Page excerpt »

Forecasting IFPA Tournament Growth: Is There a Fee Effect?

spraynard · January 11, 2018, 5:23am

Recently, @pinwizj and @PinballProfile posted on facebook and pinside the number of calendar event submissions for January 2018…

The numbers show improvement in the number of submitted January events in 2018 relative to number of completed events in January 2017, suggesting that the number of IFPA events grew despite the new endorsement fee. However, many commenters quickly pointed out several issues with making this comparison. For one, it does not take into account year over year growth trajectory. The number of events has been increasing for years, so an increase from 2017 to 2018 is not surprising. The more interesting question is whether the growth seen from 2017 to 2018 is bigger or smaller than would be expected. A second issue pointed out is that the comparison does not take into account the fact that the state championship occurs in January this year, whereas it occurred in February in previous years. Thus 2018’s January numbers are going to be a bit padded.

Extracted records »
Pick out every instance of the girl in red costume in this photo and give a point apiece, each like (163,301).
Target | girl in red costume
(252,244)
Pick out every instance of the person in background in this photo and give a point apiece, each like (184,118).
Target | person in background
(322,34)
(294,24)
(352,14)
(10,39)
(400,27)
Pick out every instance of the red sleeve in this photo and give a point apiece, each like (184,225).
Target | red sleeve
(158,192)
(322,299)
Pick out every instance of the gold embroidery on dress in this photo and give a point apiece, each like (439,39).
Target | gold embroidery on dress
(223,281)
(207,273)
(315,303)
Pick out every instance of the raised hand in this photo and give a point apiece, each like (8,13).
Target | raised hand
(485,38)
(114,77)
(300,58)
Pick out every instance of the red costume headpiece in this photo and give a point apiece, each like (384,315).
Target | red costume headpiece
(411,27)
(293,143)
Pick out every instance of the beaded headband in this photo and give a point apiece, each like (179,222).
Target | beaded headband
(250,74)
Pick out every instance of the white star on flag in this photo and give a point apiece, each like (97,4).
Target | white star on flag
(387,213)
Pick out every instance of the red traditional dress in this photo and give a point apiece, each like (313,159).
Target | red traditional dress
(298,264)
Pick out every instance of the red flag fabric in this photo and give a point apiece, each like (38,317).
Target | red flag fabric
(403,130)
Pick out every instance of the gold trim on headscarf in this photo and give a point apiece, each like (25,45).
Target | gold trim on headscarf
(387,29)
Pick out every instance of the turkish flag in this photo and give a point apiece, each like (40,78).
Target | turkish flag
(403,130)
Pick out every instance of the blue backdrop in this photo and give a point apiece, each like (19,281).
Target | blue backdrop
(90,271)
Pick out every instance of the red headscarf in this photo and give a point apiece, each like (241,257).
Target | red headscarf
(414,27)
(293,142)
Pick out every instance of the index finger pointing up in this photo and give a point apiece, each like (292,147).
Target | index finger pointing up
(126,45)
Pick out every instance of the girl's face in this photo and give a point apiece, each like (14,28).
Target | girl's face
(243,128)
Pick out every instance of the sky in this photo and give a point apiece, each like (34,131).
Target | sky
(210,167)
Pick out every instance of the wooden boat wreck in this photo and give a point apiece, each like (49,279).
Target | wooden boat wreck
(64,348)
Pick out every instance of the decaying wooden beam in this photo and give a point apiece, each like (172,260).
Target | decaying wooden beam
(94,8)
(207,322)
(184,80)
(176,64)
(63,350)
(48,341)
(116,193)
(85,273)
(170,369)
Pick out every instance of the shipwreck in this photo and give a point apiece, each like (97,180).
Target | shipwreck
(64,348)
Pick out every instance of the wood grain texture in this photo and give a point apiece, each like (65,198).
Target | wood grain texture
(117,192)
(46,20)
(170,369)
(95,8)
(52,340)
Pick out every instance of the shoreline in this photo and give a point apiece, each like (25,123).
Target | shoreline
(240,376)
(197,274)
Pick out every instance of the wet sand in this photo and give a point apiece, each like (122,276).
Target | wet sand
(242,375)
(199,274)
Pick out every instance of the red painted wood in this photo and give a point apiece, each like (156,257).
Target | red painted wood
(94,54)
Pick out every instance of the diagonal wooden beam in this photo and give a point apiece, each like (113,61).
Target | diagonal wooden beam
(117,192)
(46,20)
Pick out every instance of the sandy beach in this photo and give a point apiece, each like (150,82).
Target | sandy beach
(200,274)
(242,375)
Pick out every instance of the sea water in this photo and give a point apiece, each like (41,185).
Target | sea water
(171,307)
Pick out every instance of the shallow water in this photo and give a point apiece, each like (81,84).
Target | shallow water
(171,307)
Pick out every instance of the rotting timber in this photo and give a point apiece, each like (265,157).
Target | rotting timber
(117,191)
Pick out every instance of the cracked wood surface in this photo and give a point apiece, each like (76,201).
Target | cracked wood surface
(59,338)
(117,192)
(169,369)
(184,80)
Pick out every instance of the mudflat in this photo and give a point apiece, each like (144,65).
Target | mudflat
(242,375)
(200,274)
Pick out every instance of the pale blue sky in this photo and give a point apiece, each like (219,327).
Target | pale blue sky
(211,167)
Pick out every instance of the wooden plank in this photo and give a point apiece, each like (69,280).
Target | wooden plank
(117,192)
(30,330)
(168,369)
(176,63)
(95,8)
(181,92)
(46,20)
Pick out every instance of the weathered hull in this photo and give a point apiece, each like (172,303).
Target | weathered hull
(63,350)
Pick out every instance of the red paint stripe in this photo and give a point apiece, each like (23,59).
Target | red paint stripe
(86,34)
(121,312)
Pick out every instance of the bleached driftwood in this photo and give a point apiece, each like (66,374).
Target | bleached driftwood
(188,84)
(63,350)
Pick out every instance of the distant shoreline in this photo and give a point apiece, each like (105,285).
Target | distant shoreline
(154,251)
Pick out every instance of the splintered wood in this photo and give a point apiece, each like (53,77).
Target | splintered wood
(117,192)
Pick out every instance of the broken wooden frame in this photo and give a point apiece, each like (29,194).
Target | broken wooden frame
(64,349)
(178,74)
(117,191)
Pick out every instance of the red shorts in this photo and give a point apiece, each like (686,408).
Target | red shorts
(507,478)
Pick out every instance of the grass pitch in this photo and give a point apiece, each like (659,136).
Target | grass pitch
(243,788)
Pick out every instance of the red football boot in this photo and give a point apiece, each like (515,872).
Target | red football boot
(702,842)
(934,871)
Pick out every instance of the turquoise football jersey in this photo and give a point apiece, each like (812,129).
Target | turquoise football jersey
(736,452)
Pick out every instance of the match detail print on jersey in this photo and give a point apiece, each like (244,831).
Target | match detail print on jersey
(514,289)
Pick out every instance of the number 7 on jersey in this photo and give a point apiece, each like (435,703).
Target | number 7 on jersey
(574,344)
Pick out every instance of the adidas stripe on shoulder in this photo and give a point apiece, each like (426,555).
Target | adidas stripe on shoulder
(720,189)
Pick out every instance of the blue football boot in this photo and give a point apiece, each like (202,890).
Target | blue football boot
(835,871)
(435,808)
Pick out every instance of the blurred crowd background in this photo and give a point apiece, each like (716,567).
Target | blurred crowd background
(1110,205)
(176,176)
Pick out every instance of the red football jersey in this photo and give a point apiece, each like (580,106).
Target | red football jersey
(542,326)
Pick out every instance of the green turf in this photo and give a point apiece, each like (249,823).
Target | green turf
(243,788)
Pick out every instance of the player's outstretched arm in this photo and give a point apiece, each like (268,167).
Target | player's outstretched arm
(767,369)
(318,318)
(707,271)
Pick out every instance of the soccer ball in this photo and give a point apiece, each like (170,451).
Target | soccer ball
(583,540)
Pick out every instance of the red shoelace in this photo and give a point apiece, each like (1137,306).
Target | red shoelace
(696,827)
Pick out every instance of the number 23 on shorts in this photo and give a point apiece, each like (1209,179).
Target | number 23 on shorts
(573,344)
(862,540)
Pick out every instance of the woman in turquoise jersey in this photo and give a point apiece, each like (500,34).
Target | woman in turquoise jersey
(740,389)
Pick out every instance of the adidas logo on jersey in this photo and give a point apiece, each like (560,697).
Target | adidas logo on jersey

What to do »
a) Repeat the stretch of the IFPA tournament post from "The numbers show" through "a bit padded.".
b) Shorten the paragraph of the IFPA tournament post that begins "The numbers show improvement" into a brief list that keeps its main points.
c) Pick up the IFPA tournament post after its last sentence and keep writing it.
The lines have nothing to do with what you're asked to do here.

Answers provided »
a)
The numbers show improvement in the number of submitted January events in 2018 relative to number of completed events in January 2017, suggesting that the number of IFPA events grew despite the new endorsement fee. However, many commenters quickly pointed out several issues with making this comparison. For one, it does not take into account year over year growth trajectory. The number of events has been increasing for years, so an increase from 2017 to 2018 is not surprising. The more interesting question is whether the growth seen from 2017 to 2018 is bigger or smaller than would be expected. A second issue pointed out is that the comparison does not take into account the fact that the state championship occurs in January this year, whereas it occurred in February in previous years. Thus 2018’s January numbers are going to be a bit padded.

b)
- Submitted January events for 2018 outnumber completed January events for 2017, which suggests IFPA events grew despite the new endorsement fee.
- Commenters pointed out problems with this comparison:
  - It ignores the year-over-year growth trend. Events have been increasing for years, so a rise from 2017 to 2018 is expected. The better question is whether the growth is bigger or smaller than expected.
  - The state championship falls in January this year but was in February in earlier years, so the January 2018 numbers are somewhat padded.

c)
To address these issues, I applied a forecast model to the IFPA tournament data. The forecast model attempts to account for several effects common in time series data, such as annual growth, seasonal effects, and weekly effects. Importantly, it also can account for special days (Christmas,New Year, etc.) which uniquely influence the data. In this case, I directed the model to account for the SCS finals, which is historically the biggest tournament day of the year in terms of number of events. Below you can see the model make predictions on the number of events held each day, from 2013 to 2018.

There are several interesting effects that the model picked up on.

The steady increase over time indicates annual growth in the number of tournaments from year to year.
The “wave” pattern that occurs throughout each year indicates seasonality. There is a rapid dip at the beginning of each year, a recovery around spring, another slump during summer, then a rapid increase in the number of events at the end of the year. Many of these fluctuations can be attributed to the SCS– the end of year run can be attributed to last chance qualifying events, and the dip at the beginning of the year is a correction to the norm.
The multiple “bands” that appear are the result of “weekly effects” – far more tournaments are held on saturday and sunday than other days of the week. (Interestingly, Tuesday is the most common day for weekday events)
The model sometimes does dumb things like predict negative tournaments.
Finally, on one special day every year, there is a huge spike in tournaments. This is SCS finals day.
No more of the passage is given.